■ **Written request A**
Answer these questions from the Sharon D. Welch biography:
(i) In which town was Welch born?
(ii) Which university awarded her a PhD?
(iii) What did her mother and father both work as?
■ **Written request B**
Continue the Sharon D. Welch biography from where it stops.

■ **Excerpt**

- Born: Dimmitt, Texas, U.S.

Academic background
- Education: Michigan State University Graceland University (BA) Vanderbilt University (PhD)

= Sharon D. Welch =

American academic

Sharon D. Welch (born November 11, 1952) is an academic scholar, social ethicist and author of six books on ethics, theology, politics, religion and spirituality. After having served as Provost and Professor of Religion for ten years, she is currently Affiliate Faculty member at Meadville Lombard Theological School.

== Early life ==
Welch was born in West Texas. Her mother and father were both Social Gospel ministers.

== Family ==
Welch has two daughters, Zoe and Hannah.

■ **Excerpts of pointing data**
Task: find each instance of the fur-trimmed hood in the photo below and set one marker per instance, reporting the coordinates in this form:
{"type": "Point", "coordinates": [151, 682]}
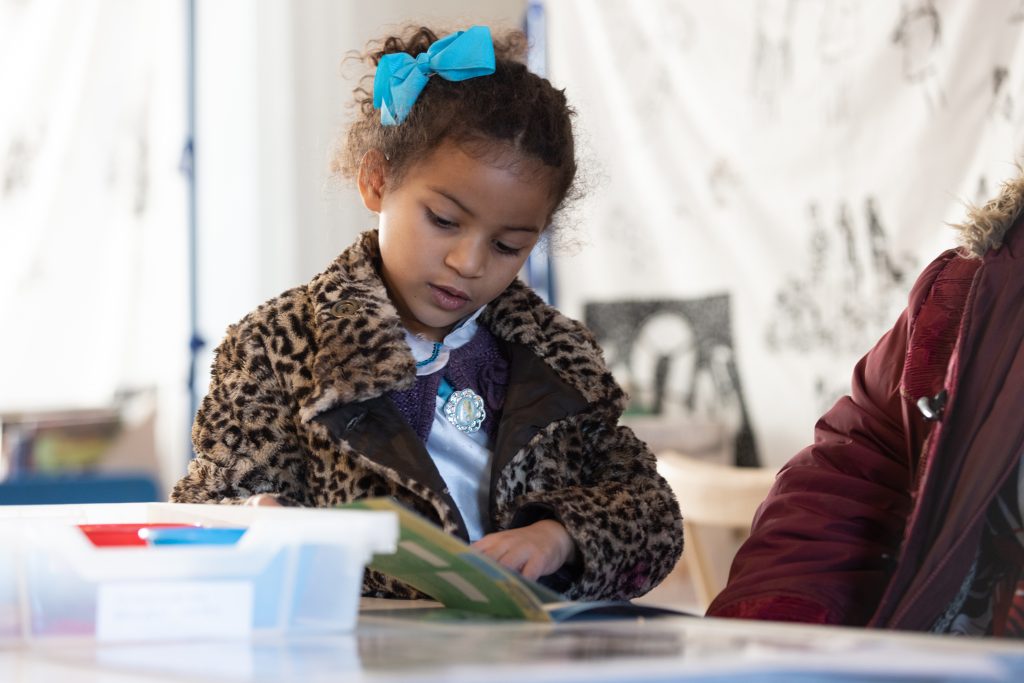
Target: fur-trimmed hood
{"type": "Point", "coordinates": [361, 351]}
{"type": "Point", "coordinates": [986, 225]}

■ **Written response A**
(i) Dimmitt, Texas, U.S.
(ii) Vanderbilt University
(iii) Social Gospel ministers

■ **Written response B**
== Ethical Concepts ==
Writing as a social ethicist and academic, Welch is known for developing a "Feminist Ethic of Risk," explained in a book by the same name, published in 1990 and reprinted in 2000. Welch notes that the results of action cannot be guaranteed because all action is bounded by power. She suggests that an Ethic of Risk sets up a matrix of possibilities and resistance on a horizon of change. An Ethics of Risk has three elements: a redefinition of responsible action that is not built on outcomes alone, risk grounded in community, and strategic risk-taking.

== Career ==
Welch is currently a member of the Unitarian Universalist Peace Ministry Network and the Cook County League of Women Voters, a Fellow of the Institute for Humanist Studies, and serves on the Board of Renewal in the Wilderness.

Prior to joining the faculty at Meadville Lombard Theological School, Welch held positions as Professor and Chair of Religious Studies, Professor of Women's and Gender Studies and adjunct professor of Educational Leadership and Policy Analysis at the University of Missouri (1991–2007); she was also Assistant and then associate professor of Theology and Religion and Society at Harvard Divinity School (1982–1991).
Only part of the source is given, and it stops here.